** ABOUT THIS EXERCISE **
Using the listing that follows, return every line with the word "edge".

** RECORDED DATA **
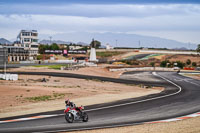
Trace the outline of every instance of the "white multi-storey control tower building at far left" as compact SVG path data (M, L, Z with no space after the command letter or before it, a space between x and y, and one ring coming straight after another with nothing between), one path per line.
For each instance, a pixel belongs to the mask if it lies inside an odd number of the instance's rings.
M17 36L17 46L24 47L28 51L29 60L36 59L38 54L38 32L37 30L21 30Z

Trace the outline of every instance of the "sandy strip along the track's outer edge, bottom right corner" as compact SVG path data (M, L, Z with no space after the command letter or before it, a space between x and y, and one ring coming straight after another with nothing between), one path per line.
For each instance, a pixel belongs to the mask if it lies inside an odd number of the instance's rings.
M160 124L77 131L74 133L200 133L200 117Z

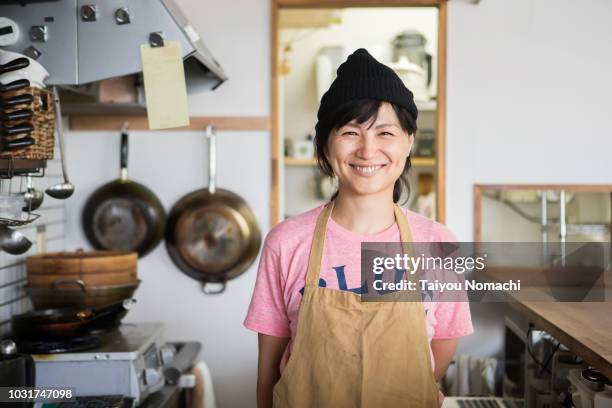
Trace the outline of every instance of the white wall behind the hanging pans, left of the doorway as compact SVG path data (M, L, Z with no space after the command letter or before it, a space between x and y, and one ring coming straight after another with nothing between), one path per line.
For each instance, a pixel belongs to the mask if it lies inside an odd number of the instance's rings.
M270 5L265 0L179 0L229 80L216 91L190 96L193 115L265 116L270 112ZM132 132L130 176L150 187L169 210L183 194L204 186L203 132ZM67 248L88 247L80 217L84 201L118 176L118 132L70 132L69 170L77 187L67 201ZM249 203L263 233L269 228L270 135L219 132L218 186ZM256 261L257 262L257 261ZM129 322L162 321L166 338L202 342L219 408L255 405L257 336L242 326L256 268L207 296L182 274L164 244L139 262L142 285Z

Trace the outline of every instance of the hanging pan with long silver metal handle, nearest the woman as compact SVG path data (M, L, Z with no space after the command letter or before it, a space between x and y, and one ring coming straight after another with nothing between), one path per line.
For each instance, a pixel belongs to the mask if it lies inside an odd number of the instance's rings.
M216 188L216 129L206 128L208 187L183 196L168 214L166 249L184 273L202 282L206 294L245 272L257 257L261 232L248 204L235 193ZM217 288L206 288L207 283Z

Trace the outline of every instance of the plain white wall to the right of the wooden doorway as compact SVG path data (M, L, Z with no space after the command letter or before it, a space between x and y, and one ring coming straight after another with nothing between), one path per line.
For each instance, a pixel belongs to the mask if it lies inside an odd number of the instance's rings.
M472 239L477 183L612 183L612 2L448 3L448 226ZM501 349L503 320L472 305L463 350ZM487 339L487 341L483 341Z

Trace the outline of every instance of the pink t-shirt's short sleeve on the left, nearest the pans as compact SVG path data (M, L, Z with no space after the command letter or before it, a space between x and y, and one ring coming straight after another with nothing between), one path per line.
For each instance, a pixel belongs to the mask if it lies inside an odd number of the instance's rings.
M268 245L264 245L259 259L255 289L244 326L270 336L291 336L281 285L280 258Z

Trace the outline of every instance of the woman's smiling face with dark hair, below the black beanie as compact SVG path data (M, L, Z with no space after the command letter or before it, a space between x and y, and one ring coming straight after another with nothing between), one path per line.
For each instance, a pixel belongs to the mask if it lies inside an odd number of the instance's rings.
M394 183L393 201L409 189L416 122L407 109L375 99L350 101L317 124L317 162L326 176L359 194ZM332 128L333 127L333 128ZM378 176L378 177L375 177ZM336 198L336 192L332 199Z

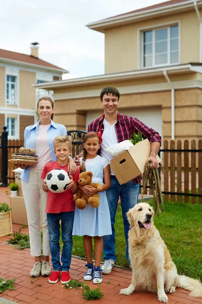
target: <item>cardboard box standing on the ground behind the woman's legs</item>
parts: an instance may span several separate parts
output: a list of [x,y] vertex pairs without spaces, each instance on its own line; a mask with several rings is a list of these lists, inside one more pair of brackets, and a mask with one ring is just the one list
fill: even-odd
[[[25,207],[24,198],[21,196],[13,197],[10,196],[11,207],[12,207],[12,222],[20,225],[28,225],[27,211]],[[42,226],[40,217],[40,227]]]

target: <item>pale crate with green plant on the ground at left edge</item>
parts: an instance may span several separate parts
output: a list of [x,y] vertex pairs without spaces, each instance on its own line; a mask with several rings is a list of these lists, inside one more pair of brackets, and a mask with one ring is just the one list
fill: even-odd
[[0,237],[12,233],[11,207],[5,202],[0,203]]

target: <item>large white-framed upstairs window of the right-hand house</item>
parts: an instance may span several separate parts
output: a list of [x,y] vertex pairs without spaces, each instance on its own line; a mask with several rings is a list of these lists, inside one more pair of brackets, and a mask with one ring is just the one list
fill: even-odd
[[179,62],[179,26],[143,32],[143,67]]

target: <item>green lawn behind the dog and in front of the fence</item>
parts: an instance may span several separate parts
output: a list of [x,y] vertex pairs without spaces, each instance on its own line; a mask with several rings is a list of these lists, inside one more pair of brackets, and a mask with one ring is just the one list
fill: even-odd
[[[153,201],[148,203],[153,205]],[[202,281],[202,205],[165,202],[164,213],[154,220],[170,250],[178,273]],[[128,267],[121,206],[118,206],[115,227],[116,264]],[[73,237],[72,254],[85,257],[82,237]]]

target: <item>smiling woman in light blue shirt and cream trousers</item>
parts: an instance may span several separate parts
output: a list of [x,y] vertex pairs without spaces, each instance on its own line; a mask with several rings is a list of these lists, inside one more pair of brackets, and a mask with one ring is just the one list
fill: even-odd
[[[44,277],[51,275],[49,265],[49,236],[46,218],[47,193],[42,189],[43,180],[41,174],[45,164],[57,160],[54,154],[53,140],[56,136],[67,135],[64,125],[56,124],[52,121],[54,113],[54,102],[49,97],[41,97],[37,102],[37,112],[40,120],[25,129],[25,147],[35,148],[35,155],[38,156],[38,164],[31,167],[21,165],[25,169],[21,174],[22,191],[27,210],[30,253],[35,257],[33,269],[30,277],[36,278],[40,274]],[[70,174],[76,170],[73,160],[69,161]],[[43,231],[43,258],[41,262],[41,235],[40,235],[40,214]]]

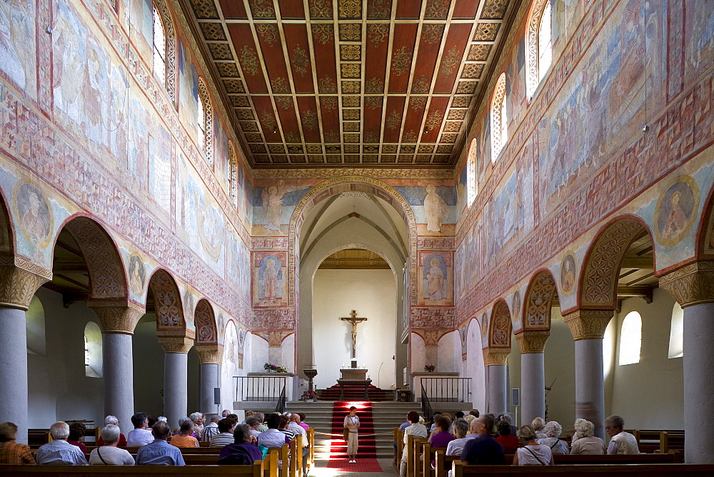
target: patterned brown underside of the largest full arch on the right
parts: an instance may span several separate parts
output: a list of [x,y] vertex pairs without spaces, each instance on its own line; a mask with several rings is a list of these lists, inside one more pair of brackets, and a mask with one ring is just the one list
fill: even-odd
[[[580,271],[578,308],[617,308],[620,267],[630,245],[645,234],[652,239],[652,233],[645,222],[632,215],[616,217],[600,229],[585,253]],[[656,258],[653,256],[655,265]]]

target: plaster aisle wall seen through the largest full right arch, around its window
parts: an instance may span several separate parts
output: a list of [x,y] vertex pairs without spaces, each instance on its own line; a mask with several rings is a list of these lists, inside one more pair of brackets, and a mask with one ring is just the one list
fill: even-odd
[[[668,358],[674,299],[655,288],[652,303],[641,298],[623,301],[617,323],[618,346],[614,362],[613,414],[625,419],[626,428],[681,429],[684,426],[683,359]],[[619,366],[620,331],[625,316],[642,316],[640,362]],[[685,350],[686,352],[686,350]],[[710,410],[702,409],[702,412]]]

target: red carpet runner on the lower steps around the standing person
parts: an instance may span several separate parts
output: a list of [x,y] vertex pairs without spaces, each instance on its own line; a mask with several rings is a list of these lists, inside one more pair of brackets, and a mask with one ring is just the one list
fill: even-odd
[[[357,463],[349,463],[347,459],[347,443],[343,441],[342,432],[345,416],[349,413],[350,406],[357,408],[359,417],[359,447],[357,449]],[[381,472],[382,468],[377,462],[377,446],[373,434],[372,403],[363,401],[335,401],[332,408],[332,440],[330,446],[330,461],[328,468],[336,468],[341,472]]]

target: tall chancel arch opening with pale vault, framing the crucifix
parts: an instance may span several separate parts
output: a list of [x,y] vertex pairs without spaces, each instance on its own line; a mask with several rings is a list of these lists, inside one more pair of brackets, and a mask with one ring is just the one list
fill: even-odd
[[[383,315],[386,310],[391,310],[385,315],[388,315],[388,318],[379,318],[388,319],[382,324],[385,333],[373,337],[386,340],[381,345],[385,350],[383,353],[385,356],[377,363],[369,363],[368,372],[375,385],[379,383],[384,387],[386,383],[388,387],[393,383],[398,384],[402,378],[401,370],[407,365],[409,300],[405,289],[410,283],[409,244],[411,237],[415,236],[412,235],[409,224],[411,223],[412,228],[416,228],[416,222],[413,221],[411,209],[408,204],[403,203],[401,196],[386,185],[382,187],[378,181],[367,179],[328,182],[331,184],[321,187],[323,190],[316,194],[316,198],[313,199],[312,196],[303,198],[302,213],[296,211],[296,214],[293,214],[293,217],[299,217],[296,221],[301,225],[300,229],[296,230],[296,240],[299,243],[296,255],[299,256],[297,265],[300,294],[298,356],[301,360],[298,362],[298,371],[316,364],[315,356],[322,352],[316,348],[317,335],[322,333],[322,328],[317,327],[316,320],[323,318],[314,313],[330,308],[324,299],[327,289],[325,287],[329,288],[338,282],[346,285],[349,282],[351,286],[361,286],[359,293],[376,293],[382,300],[386,300],[381,307],[382,310],[373,311],[375,314],[373,320],[378,318],[377,315]],[[408,219],[410,216],[411,220]],[[416,233],[416,230],[413,233]],[[370,254],[371,258],[368,257]],[[345,260],[347,256],[351,259]],[[353,265],[344,266],[340,261]],[[380,261],[383,264],[375,266],[375,263]],[[375,283],[374,280],[363,278],[369,274],[375,276],[374,280],[383,281],[383,286],[368,291],[367,284]],[[334,276],[335,279],[330,280],[326,278],[327,276]],[[345,278],[348,276],[362,278],[349,280]],[[339,288],[339,291],[335,288],[336,293],[345,293],[345,290],[344,287]],[[383,296],[386,290],[391,290],[389,292],[391,298]],[[342,302],[345,303],[345,309],[338,312],[338,309],[334,308],[329,311],[334,315],[329,319],[335,321],[335,323],[330,322],[330,326],[340,333],[335,337],[340,341],[343,336],[347,339],[349,333],[347,333],[348,327],[341,323],[339,318],[348,316],[353,308],[357,308],[358,314],[363,313],[359,306],[347,304],[349,295],[349,293],[343,294]],[[316,299],[318,302],[315,301]],[[363,302],[366,301],[368,297],[364,297]],[[362,308],[364,310],[366,306]],[[361,357],[366,356],[364,353],[366,343],[363,340],[370,336],[369,333],[372,332],[370,330],[373,330],[375,324],[376,321],[368,320],[357,328],[357,360],[360,365],[363,364]],[[342,344],[340,346],[345,349],[341,348],[340,352],[347,353],[348,348],[351,348],[351,342],[346,341]],[[387,348],[391,351],[386,351]],[[376,356],[370,358],[376,359]],[[342,364],[350,364],[348,354]],[[321,376],[323,378],[331,376],[331,382],[326,383],[327,386],[331,386],[335,383],[335,378],[339,377],[338,365],[332,366],[333,369],[329,374],[326,369],[318,370],[317,379],[321,379]]]

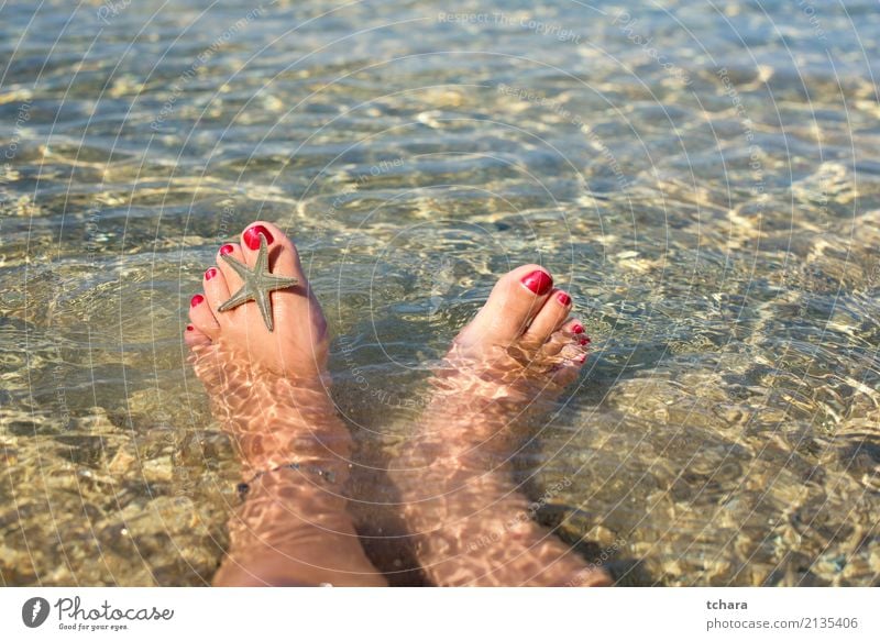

** REPLY **
Trace the outline of every instance of the "sandy strip along the track's outer edge, bottom right corner" as compact SVG path data (M, L, Z with no space after the command letter or before it, a space between x and y, and one ring coming straight after another with nothing between), one path per line.
target: <item>pale crate with green plant on the ground at left edge</item>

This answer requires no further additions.